■ DOCUMENT
Francisco Leon, President and Chief Executive Officer

Yes, Kalei, you framed it well. To emphasize the situation in California, the state currently requires more natural gas. We import over 92% of the gas we consume, and being the fifth largest economy, we have significant industrial and commercial demands for gas in addition to residential needs. This gas is sourced from other states and is typically not under long-term contracts, as it comes to the West Coast primarily for better pricing. However, we are now competing with LNG export facilities being developed in various parts of the U.S. This creates a major challenge for California and poses risks to baseload power. Our commitment is to seek solutions from an energy standpoint for the state. We possess a considerable amount of gas, which we haven't emphasized in recent years. Earlier this year, we began exploring whether we can improve a number of locations within existing fields that are close to facilities and customers, and today we are announcing the results of that initiative. By pursuing RSE designation, we aim to underscore the distinction of the gas we import. Not all gas is alike, as gas from other basins, particularly fracked gas, can have higher fugitive emissions. We prefer California-produced gas, specifically from CRC. We're optimistic about the immediate prospects. While we are not yet discussing the economics, there is a structural premium for natural gas in California that we anticipate will continue for many years. Having local resources to meet the state's needs is vital. Our positioning is strong, and we believe we can generate substantial returns for shareholders akin to those from oil. This does not mean we are ignoring opportunities to drill more oil wells. We are confident that low carbon intensity oil and gas will remain relevant for decades to come. California needs both oil and gas, and we are capable of supplying both. We are now highlighting the gas aspect of our operations, which we haven't previously discussed, and I am very optimistic about the potential of our assets.

Kalei Akamine, Analyst

So I guess just to clarify, the change in California is just greater power demand. And then could you address the infrastructure constraints piece? How much can you grow without spending additional material capital dollars on infrastructure today? And how much do you think you could spend over the next few years?

■ INSTRUCTION 1
Revise the rows starting with the row containing "Annotate the bush" and going on through the end of the rows, swapping "sandstone boulder" for "granite boulder" and leaving everything else unchanged.

■ AVAILABLE DATA

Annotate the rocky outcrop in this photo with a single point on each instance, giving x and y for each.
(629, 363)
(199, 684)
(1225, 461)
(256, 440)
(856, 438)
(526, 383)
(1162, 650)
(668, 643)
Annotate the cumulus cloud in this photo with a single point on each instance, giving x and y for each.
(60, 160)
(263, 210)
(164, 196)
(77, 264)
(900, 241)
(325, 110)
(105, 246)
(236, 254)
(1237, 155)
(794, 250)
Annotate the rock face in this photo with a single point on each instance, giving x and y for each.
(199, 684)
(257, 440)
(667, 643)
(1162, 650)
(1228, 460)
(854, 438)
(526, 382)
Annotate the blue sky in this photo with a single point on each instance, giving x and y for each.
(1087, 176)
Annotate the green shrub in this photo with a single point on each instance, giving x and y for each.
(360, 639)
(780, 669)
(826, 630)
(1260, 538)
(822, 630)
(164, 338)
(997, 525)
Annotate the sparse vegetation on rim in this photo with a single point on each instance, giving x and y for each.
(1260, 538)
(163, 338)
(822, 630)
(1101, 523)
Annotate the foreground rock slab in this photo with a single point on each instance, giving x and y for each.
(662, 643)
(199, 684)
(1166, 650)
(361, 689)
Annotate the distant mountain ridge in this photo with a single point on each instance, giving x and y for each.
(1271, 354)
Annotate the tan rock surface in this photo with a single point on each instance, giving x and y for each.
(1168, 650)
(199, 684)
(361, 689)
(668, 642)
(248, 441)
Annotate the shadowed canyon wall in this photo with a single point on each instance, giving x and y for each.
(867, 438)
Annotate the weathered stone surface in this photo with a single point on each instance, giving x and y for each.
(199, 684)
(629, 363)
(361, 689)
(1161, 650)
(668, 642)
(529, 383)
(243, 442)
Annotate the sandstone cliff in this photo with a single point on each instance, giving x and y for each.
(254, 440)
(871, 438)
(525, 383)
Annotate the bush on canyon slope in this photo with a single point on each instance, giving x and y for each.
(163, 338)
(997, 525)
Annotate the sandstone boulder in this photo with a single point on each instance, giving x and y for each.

■ INSTRUCTION 2
Extract the full exchange about California's natural gas, word for word.

■ COMPLETE RESPONSE 1
Annotate the bush on canyon slope in this photo with a single point on each instance, giving x and y for each.
(163, 338)
(997, 525)
Annotate the granite boulder in this photo with a single point on each instance, giving x and y for each.

■ COMPLETE RESPONSE 2
Francisco Leon, President and Chief Executive Officer

Yes, Kalei, you framed it well. To emphasize the situation in California, the state currently requires more natural gas. We import over 92% of the gas we consume, and being the fifth largest economy, we have significant industrial and commercial demands for gas in addition to residential needs. This gas is sourced from other states and is typically not under long-term contracts, as it comes to the West Coast primarily for better pricing. However, we are now competing with LNG export facilities being developed in various parts of the U.S. This creates a major challenge for California and poses risks to baseload power. Our commitment is to seek solutions from an energy standpoint for the state. We possess a considerable amount of gas, which we haven't emphasized in recent years. Earlier this year, we began exploring whether we can improve a number of locations within existing fields that are close to facilities and customers, and today we are announcing the results of that initiative. By pursuing RSE designation, we aim to underscore the distinction of the gas we import. Not all gas is alike, as gas from other basins, particularly fracked gas, can have higher fugitive emissions. We prefer California-produced gas, specifically from CRC. We're optimistic about the immediate prospects. While we are not yet discussing the economics, there is a structural premium for natural gas in California that we anticipate will continue for many years. Having local resources to meet the state's needs is vital. Our positioning is strong, and we believe we can generate substantial returns for shareholders akin to those from oil. This does not mean we are ignoring opportunities to drill more oil wells. We are confident that low carbon intensity oil and gas will remain relevant for decades to come. California needs both oil and gas, and we are capable of supplying both. We are now highlighting the gas aspect of our operations, which we haven't previously discussed, and I am very optimistic about the potential of our assets.

Kalei Akamine, Analyst

So I guess just to clarify, the change in California is just greater power demand. And then could you address the infrastructure constraints piece? How much can you grow without spending additional material capital dollars on infrastructure today? And how much do you think you could spend over the next few years?